Estratto selezionato:
====
A luglio il dato degli occupati dopo quattro mesi di calo riprende a salire (+85mila), con un sostanzioso aumento fra i dipendenti (+145mila) nella maggioranza permanenti (+138mila) e solo in modo marginale a termine. Continua invece il calo degli indipendenti (-60mila) che si avvicinano a scendere sotto la soglia dei cinque milioni di occupati. Con la ripresa produttiva di luglio si torna ad assumere, smentendo le polemiche sugli effetti negativi del blocco dei licenziamenti. Soprattutto si torna ad assumere in modo permanente.
Resta naturalmente in calo, per la diminuzione straordinaria dei mesi precedenti, sia il dato trimestrale degli occupati (-286mila) che quello annuale (-556mila). Questa diminuzione trimestrale ed annuale è, nella grande maggioranza, attribuibile al lavoro a termine (-190mila su base trimestrale e -498mila sull’anno). Un meccanismo analogo a quello del 2008, in cui i più deboli pagano per primi l’effetto della crisi, e questa volta in numero maggiore anche perché, da allora, il ricorso ai tempi determinati da parte delle imprese è fortemente aumentato.
Un dato positivo è rappresentato dall’aumento degli occupati che riguarda le donne, mentre resta debole la crescita tra i più giovani: torna ad aumentare dopo molto tempo, tra i 35 ed i 49 anni e continua, pur in decelerazione, tra gli over 50. Il fenomeno di crescita tra gli over 50 non è legato alla crisi pandemica, è in corso da tempo e - come lo stesso Istat rileva - dovuto alle regole previdenziali e alla componente demografica.
La disoccupazione invece continua a salire (+134mila mensilmente; +218mila nel trimestre). Ritorna su base annua praticamente allo stesso livello del luglio 2019, ma solo per il fortissimo aumento degli inattivi in cui, durante il lockdown, era statisticamente refluita una parte importante delle persone in cerca di lavoro. Questo travaso non è stato ancora riassorbito e nonostante il tasso di disoccupazione a luglio torni al 9,7%, è purtroppo prevedibile nei prossimi mesi un ulteriore consistente rialzo dei disoccupati fino ad oltre l’11%.
L’andamento di luglio porta anche ad un aumento delle ore lavorate, anche se, nei confronti con lo stesso periodo dell’anno precedente, va ricordato che nel 2019 non si era ancora recuperato il numero totale di ore lavorate prima della crisi del 2008. Sono dati, pur riferiti a un solo mese e quindi da verificare su un periodo più lungo, che confermano l’utilità di strumenti di tutela come la cig e il blocco dei licenziamenti per attenuare gli effetti della crisi sul lavoro, che non sono per niente ostativi con nuova occupazione, generata da meccanismi di ripresa produttiva.
====
Dati di riferimento basati su immagini:
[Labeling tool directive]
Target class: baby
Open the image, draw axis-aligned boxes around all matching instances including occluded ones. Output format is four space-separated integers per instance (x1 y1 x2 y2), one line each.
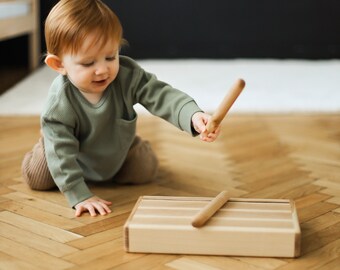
22 0 219 216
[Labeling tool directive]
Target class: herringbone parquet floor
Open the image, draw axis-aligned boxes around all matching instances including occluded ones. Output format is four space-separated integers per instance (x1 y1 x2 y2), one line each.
0 115 340 270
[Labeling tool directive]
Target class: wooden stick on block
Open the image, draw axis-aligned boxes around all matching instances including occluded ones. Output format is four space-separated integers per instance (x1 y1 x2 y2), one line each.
191 191 229 227
207 79 246 133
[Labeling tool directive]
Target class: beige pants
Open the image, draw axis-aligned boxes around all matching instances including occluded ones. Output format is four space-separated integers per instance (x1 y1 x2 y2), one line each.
21 136 158 190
====
Consegna A: Nel testo sull'occupazione di luglio, di quanto risultano aumentati i dipendenti permanenti?
Consegna B: Trascrivi dal testo sull'occupazione di luglio il brano che comincia con "A luglio il" e prosegue fino a "in modo permanente.".

Risultato A: Di 138mila unità.

Risultato B:
A luglio il dato degli occupati dopo quattro mesi di calo riprende a salire (+85mila), con un sostanzioso aumento fra i dipendenti (+145mila) nella maggioranza permanenti (+138mila) e solo in modo marginale a termine. Continua invece il calo degli indipendenti (-60mila) che si avvicinano a scendere sotto la soglia dei cinque milioni di occupati. Con la ripresa produttiva di luglio si torna ad assumere, smentendo le polemiche sugli effetti negativi del blocco dei licenziamenti. Soprattutto si torna ad assumere in modo permanente.